## Given exercise 1
Reproduce the part of the co-investment guide between "For the lead" and "the parties want.", inclusive, switching "capital" to "money".

* * *

Family Office Co-Investment Funds: A Structuring Guide
How family offices use co-investment fund structures to deploy capital alongside partners: vehicle choice, governance, alignment, and the pitfalls to manage.
How family offices use co-investment fund structures to deploy capital alongside partners: vehicle choice, governance, alignment, and the pitfalls to manage.
Family offices have become some of the most active and sophisticated allocators of private capital in the world. Increasingly, they are not content to be passive limited partners in someone else's fund. They want to deploy capital directly into the deals they find most attractive, often alongside trusted managers, other families, or operating partners. The vehicle that makes this possible is the co-investment fund.
A co-investment structure allows a family office to participate in specific opportunities, frequently on better economic terms than a blind-pool fund commitment would offer, while retaining a degree of control and selectivity that direct investing demands. But these structures introduce their own legal, governance and alignment questions that must be resolved before capital is committed.
This guide sets out how family office co-investment funds are typically structured, the governance and alignment issues that arise, and the pitfalls that experienced families plan for.
Why family offices co-invest
The appeal of co-investment is straightforward. Lower fees are a primary driver: co-investments are commonly offered with reduced or no management and performance fees relative to a fund commitment, improving net returns. Deal selectivity is another: rather than committing to a blind pool, the family office sees the specific opportunity and chooses whether to participate. Greater influence can follow, as larger co-investors may negotiate information rights or a voice in the investment that a fund LP would not have.
For the lead party offering the co-investment, whether a sponsor, manager or another family, the benefit is access to additional capital for deals that exceed their own capacity, alongside the validation of a credible partner.
Co-investment can take many forms. It may be a one-off special purpose vehicle for a single deal, a club arrangement among several families pooling capital for a defined set of opportunities, or a more permanent co-investment programme that systematically participates alongside a manager's main fund. The right structure depends on frequency, scale and the degree of formality the parties want.
Choosing the vehicle
The structural starting point is usually a special purpose vehicle for each deal or a pooled fund vehicle for an ongoing programme. The choice of legal form and domicile follows from the participants' tax positions, regulatory needs and preference for confidentiality and flexibility.

* * *

## Given exercise 2
How many lines of the listing contain the string "straw"? Treat case as significant, and reply with the number alone.

## Material provided
* * *

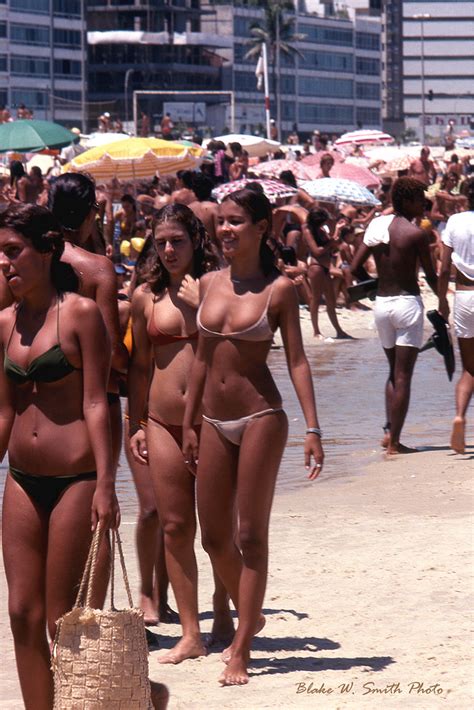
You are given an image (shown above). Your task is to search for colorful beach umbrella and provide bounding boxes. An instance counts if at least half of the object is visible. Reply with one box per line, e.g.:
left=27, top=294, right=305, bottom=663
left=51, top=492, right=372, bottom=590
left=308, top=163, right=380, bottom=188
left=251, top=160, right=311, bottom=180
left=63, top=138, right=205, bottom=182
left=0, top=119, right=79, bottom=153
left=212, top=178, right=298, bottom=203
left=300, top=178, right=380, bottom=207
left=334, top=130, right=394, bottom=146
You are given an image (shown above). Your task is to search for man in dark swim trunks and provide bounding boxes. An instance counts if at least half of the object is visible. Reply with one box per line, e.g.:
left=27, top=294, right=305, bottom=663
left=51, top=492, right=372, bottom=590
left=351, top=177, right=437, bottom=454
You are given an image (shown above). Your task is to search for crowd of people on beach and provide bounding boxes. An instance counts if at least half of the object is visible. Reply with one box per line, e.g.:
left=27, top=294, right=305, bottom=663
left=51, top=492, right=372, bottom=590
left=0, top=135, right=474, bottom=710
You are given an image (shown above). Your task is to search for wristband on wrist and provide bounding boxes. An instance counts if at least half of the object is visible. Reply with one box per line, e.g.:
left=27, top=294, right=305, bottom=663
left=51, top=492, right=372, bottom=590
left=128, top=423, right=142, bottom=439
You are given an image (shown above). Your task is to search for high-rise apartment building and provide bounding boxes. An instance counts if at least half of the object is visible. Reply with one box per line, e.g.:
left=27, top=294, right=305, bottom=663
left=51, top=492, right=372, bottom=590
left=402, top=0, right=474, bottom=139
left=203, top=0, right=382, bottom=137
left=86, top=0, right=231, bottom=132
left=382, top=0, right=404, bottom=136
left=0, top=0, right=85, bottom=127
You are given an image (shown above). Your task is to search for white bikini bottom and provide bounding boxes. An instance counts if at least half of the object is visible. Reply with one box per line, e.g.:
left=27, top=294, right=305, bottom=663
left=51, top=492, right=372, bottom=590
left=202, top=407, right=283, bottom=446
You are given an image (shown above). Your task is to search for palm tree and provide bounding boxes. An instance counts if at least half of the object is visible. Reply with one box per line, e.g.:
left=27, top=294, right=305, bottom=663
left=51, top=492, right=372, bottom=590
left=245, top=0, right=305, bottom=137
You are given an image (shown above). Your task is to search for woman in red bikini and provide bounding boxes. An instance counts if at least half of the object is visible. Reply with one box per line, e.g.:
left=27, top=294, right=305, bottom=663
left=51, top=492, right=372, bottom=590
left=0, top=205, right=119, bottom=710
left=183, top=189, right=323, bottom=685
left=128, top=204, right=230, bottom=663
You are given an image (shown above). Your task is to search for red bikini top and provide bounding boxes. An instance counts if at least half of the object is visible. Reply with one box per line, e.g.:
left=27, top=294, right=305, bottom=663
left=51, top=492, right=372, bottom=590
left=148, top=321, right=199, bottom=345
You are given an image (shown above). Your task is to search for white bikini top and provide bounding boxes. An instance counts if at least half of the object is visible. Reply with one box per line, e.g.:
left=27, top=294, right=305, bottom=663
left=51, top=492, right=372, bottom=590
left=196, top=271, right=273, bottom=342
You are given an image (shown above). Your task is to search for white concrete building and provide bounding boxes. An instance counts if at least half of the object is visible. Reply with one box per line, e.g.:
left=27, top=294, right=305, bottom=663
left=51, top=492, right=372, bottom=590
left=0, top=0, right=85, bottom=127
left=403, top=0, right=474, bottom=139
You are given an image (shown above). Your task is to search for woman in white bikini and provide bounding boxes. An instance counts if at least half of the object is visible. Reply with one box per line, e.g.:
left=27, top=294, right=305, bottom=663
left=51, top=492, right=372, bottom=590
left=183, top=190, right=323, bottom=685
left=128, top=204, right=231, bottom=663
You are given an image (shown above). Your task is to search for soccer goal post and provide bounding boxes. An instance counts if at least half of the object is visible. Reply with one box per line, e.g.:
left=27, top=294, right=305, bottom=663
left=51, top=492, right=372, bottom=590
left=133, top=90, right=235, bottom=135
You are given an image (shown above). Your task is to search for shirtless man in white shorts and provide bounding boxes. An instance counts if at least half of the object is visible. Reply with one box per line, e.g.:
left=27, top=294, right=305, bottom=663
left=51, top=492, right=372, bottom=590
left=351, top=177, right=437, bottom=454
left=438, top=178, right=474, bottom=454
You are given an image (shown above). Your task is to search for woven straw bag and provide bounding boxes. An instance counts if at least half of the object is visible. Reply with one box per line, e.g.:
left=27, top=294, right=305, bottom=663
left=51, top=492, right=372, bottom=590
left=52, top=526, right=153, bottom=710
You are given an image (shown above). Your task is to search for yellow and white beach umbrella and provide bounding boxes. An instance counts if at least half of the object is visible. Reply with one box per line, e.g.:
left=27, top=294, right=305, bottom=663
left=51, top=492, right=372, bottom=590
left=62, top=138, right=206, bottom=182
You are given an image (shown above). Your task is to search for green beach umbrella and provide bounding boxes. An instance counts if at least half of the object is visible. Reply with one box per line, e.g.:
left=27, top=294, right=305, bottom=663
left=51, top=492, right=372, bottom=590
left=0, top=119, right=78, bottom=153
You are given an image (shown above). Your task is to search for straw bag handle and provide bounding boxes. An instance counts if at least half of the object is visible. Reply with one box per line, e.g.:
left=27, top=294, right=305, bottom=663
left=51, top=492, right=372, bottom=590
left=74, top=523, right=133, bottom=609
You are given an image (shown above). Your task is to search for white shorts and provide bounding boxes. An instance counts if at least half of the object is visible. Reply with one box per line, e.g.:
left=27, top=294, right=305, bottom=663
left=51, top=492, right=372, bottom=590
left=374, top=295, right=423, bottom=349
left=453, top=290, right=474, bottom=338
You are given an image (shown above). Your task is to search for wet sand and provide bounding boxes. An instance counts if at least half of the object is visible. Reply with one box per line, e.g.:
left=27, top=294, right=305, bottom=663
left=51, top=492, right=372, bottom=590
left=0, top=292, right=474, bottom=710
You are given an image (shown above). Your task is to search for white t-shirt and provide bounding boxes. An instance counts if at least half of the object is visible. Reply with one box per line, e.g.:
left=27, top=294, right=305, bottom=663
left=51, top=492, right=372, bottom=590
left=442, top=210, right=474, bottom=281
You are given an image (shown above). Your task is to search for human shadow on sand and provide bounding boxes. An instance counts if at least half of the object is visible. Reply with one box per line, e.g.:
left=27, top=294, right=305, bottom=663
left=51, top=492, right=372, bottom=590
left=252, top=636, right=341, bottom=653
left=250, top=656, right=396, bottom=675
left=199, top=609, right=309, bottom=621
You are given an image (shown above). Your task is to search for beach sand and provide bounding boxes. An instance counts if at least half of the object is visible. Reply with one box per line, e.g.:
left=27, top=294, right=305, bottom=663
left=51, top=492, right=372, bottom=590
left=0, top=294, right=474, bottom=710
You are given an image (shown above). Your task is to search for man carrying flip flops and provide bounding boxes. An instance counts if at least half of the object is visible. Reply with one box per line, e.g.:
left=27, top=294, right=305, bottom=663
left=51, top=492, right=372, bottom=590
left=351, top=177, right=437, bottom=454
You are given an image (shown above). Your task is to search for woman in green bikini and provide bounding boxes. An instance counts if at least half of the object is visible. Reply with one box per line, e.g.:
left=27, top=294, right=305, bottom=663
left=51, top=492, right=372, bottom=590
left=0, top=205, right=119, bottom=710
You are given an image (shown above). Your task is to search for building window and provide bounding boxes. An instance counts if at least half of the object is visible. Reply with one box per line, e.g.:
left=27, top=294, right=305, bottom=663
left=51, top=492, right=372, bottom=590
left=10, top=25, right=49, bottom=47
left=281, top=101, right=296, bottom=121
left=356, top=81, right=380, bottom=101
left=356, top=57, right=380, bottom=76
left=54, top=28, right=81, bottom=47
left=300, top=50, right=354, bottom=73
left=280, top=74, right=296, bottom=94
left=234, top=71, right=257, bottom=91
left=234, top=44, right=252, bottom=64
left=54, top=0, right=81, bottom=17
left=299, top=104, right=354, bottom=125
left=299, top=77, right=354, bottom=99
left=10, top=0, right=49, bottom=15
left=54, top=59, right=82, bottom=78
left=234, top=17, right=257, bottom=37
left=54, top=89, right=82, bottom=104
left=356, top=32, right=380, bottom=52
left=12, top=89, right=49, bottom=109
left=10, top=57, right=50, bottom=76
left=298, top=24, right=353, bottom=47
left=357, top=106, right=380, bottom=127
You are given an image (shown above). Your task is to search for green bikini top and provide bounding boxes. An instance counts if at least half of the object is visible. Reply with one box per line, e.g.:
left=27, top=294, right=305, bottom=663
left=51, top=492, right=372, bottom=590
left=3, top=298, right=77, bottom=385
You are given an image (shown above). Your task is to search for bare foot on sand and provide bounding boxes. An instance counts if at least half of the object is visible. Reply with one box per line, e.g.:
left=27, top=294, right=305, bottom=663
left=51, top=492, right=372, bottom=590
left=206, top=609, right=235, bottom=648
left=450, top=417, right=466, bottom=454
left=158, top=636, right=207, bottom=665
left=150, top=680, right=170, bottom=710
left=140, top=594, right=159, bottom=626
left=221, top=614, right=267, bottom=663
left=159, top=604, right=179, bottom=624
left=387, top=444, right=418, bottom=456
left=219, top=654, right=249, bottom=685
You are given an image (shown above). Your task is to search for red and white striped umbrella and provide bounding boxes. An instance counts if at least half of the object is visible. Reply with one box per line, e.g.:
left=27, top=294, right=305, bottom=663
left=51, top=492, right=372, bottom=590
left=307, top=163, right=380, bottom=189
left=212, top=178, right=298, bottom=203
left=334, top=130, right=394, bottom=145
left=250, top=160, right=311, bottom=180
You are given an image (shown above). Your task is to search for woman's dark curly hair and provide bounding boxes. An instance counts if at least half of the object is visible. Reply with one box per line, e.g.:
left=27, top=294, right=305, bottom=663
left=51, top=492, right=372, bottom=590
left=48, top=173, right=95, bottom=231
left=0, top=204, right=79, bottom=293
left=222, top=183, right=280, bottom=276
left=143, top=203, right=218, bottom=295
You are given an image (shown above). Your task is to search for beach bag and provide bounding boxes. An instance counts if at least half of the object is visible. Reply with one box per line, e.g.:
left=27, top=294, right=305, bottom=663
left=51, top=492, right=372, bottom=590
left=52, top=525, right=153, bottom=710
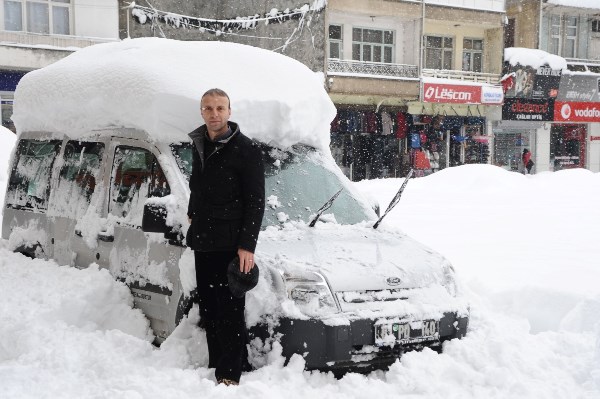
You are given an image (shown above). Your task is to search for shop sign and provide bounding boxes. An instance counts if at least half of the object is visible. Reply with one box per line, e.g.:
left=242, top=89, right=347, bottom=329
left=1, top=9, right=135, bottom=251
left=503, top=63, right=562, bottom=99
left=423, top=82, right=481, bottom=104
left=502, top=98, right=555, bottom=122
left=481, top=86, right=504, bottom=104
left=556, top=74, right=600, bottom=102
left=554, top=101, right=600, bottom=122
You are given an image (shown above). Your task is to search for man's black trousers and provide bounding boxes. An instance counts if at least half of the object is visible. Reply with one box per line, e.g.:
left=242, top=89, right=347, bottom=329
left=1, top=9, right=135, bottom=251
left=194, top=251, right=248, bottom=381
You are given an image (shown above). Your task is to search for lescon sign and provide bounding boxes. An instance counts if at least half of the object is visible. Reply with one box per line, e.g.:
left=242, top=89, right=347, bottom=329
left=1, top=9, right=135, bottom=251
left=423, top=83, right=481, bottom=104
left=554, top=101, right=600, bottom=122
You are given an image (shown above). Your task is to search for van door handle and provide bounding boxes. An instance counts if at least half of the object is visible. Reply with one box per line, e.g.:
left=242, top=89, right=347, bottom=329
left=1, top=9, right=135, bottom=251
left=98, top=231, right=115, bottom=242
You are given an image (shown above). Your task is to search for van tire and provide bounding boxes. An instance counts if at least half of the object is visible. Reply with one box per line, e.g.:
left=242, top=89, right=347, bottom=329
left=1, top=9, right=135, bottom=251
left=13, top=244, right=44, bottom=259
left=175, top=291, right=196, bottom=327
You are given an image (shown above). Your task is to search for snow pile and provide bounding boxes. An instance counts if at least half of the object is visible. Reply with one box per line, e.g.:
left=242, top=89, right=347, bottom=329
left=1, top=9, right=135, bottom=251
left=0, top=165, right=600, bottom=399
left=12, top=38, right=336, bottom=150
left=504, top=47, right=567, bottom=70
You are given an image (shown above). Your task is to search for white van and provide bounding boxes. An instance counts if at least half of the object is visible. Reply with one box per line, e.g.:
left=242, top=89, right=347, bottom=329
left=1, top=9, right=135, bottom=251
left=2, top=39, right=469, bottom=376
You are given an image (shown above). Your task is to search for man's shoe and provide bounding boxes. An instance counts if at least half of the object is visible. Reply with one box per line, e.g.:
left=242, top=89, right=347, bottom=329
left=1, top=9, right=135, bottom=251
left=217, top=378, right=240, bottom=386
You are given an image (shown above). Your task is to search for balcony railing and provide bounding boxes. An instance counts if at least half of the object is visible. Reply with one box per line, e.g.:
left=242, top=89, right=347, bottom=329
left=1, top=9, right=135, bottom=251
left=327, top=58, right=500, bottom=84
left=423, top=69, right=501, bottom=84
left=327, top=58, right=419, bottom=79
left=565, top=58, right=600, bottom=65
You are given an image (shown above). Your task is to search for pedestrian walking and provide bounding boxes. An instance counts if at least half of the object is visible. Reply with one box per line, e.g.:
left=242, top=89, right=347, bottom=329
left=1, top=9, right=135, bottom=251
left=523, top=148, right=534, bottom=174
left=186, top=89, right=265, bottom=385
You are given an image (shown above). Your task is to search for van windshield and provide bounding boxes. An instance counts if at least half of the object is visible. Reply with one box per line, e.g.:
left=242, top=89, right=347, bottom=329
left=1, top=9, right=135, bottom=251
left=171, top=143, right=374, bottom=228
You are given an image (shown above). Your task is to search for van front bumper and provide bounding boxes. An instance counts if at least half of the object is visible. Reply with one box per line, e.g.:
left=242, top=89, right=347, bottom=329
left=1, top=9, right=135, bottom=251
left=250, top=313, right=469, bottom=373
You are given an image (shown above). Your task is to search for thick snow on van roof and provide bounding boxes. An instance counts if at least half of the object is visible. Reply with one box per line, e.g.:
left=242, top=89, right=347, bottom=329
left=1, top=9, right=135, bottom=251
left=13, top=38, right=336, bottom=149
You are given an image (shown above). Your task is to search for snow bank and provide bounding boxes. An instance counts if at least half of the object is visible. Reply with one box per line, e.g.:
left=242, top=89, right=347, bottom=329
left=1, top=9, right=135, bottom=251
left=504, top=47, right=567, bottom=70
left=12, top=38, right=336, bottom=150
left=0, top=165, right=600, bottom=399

* * *

## Final result 1
For the lead party offering the co-investment, whether a sponsor, manager or another family, the benefit is access to additional money for deals that exceed their own capacity, alongside the validation of a credible partner.
Co-investment can take many forms. It may be a one-off special purpose vehicle for a single deal, a club arrangement among several families pooling money for a defined set of opportunities, or a more permanent co-investment programme that systematically participates alongside a manager's main fund. The right structure depends on frequency, scale and the degree of formality the parties want.

## Final result 2
2